— Start —

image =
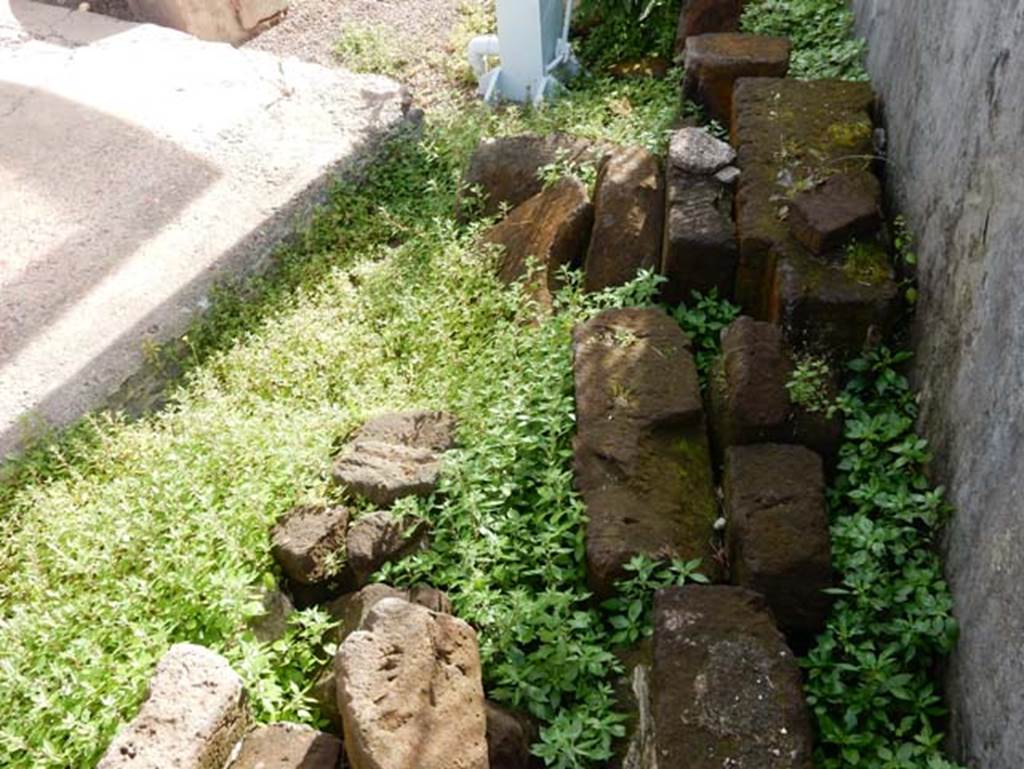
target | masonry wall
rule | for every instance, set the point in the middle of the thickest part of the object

— End —
— Start —

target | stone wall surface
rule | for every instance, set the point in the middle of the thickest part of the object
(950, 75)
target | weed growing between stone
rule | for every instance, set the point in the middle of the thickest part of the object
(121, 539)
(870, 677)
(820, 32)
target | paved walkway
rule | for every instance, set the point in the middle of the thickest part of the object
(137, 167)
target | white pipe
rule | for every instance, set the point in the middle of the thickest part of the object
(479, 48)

— End —

GIVEN TASK: Pull out each line above that contains the word "stone", and copy those lines unchanged.

ANSWER TO THIS PROBLEM:
target | stone wall surface
target | weed growing between stone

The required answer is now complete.